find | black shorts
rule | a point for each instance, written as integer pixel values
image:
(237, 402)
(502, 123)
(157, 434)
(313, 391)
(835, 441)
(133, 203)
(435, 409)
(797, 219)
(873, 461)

+ + + +

_CONSIGNE_. Réécrivez l'ensemble des lignes ci-dessus en remplaçant « black shorts » par « dark shorts ». Tout le reste doit demeurer inchangé.

_RÉSULTAT ATTENDU_.
find | dark shorts
rule | a point for each instance, written as integer pixel values
image:
(237, 402)
(502, 123)
(157, 434)
(313, 391)
(835, 441)
(133, 203)
(435, 409)
(797, 219)
(873, 461)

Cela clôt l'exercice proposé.